What this task involves → Would you copy out, exactly as written, each line from the one containing "query | daisy-like flower" to the end of the records below?

══ Exercise input

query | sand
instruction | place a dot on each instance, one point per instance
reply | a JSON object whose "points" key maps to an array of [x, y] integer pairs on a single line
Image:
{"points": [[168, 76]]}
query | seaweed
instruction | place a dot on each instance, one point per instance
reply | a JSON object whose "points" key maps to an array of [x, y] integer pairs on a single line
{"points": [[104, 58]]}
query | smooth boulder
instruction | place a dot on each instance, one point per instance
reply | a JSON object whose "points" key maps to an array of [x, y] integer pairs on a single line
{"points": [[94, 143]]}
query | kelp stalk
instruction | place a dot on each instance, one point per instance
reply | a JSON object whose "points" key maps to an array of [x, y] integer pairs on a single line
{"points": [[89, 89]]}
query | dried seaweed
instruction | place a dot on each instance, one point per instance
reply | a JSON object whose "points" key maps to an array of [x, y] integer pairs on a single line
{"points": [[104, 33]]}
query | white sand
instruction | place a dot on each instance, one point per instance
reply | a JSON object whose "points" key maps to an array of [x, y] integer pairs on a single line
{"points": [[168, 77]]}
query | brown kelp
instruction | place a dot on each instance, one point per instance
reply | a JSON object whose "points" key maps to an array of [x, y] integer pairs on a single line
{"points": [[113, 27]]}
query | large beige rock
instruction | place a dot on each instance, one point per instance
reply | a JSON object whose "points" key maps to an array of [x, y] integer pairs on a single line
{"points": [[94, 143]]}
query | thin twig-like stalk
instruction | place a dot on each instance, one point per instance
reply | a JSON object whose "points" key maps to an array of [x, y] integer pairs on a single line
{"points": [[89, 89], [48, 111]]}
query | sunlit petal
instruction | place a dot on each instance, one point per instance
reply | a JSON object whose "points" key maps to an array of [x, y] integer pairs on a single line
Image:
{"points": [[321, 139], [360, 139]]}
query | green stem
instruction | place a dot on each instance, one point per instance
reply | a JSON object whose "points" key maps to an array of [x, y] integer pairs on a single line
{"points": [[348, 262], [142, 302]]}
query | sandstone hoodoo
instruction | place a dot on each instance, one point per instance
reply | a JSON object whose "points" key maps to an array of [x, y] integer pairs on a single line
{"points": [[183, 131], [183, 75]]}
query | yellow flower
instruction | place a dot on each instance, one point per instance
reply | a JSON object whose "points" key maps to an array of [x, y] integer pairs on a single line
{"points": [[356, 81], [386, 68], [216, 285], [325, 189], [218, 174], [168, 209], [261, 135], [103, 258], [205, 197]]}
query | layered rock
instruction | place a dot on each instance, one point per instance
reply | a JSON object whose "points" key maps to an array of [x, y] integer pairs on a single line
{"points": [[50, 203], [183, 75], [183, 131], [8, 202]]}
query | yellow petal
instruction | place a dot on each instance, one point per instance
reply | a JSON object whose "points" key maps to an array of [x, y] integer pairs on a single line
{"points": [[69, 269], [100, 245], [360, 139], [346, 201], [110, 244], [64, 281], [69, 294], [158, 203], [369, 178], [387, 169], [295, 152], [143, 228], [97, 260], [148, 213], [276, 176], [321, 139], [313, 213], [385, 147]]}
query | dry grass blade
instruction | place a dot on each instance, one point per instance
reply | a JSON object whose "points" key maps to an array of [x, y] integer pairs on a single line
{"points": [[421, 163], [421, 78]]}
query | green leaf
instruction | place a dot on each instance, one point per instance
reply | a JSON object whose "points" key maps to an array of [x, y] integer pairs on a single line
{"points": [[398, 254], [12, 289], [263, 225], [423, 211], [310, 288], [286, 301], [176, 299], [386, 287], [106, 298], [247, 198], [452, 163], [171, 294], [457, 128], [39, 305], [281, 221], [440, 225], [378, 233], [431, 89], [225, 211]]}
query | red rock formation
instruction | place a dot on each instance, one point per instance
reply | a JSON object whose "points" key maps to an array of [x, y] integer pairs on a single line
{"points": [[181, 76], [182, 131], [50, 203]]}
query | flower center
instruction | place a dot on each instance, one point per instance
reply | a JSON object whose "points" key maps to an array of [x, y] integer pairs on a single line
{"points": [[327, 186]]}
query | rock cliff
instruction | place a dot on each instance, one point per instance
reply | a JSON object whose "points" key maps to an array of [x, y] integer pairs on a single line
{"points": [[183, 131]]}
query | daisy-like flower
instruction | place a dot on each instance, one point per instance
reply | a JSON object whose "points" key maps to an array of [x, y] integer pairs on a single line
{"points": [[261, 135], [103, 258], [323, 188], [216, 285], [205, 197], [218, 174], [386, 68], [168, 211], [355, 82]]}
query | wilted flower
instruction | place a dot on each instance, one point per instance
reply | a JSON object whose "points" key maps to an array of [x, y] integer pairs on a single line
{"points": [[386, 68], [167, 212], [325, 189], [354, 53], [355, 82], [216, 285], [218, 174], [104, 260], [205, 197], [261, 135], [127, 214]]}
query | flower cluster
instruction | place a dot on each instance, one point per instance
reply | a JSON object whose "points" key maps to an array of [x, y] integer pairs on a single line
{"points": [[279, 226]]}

════

Your solution →
query | daisy-like flower
instruction | place a dot on each instance, one point per instance
reply | a JSON object whose "points" key maps to an array of [x, y] integer pairs on a single line
{"points": [[261, 135], [103, 258], [323, 188], [216, 285], [205, 197], [218, 174], [386, 68], [168, 211], [355, 82]]}
query | wilted flower
instruction | place a dot on each instance, one point per instance
reply | a JSON object whose "points" key maps to an array of [x, y] integer pairs on a single line
{"points": [[386, 68], [167, 212], [325, 189], [354, 53], [355, 82], [216, 285], [218, 174], [104, 260], [205, 197], [261, 135], [127, 214]]}
query | flower cluster
instruction | place a dot on each instance, one point per instance
reply | a JSON object whose "points" key maps to an array of [x, y] integer pairs on a single line
{"points": [[279, 226]]}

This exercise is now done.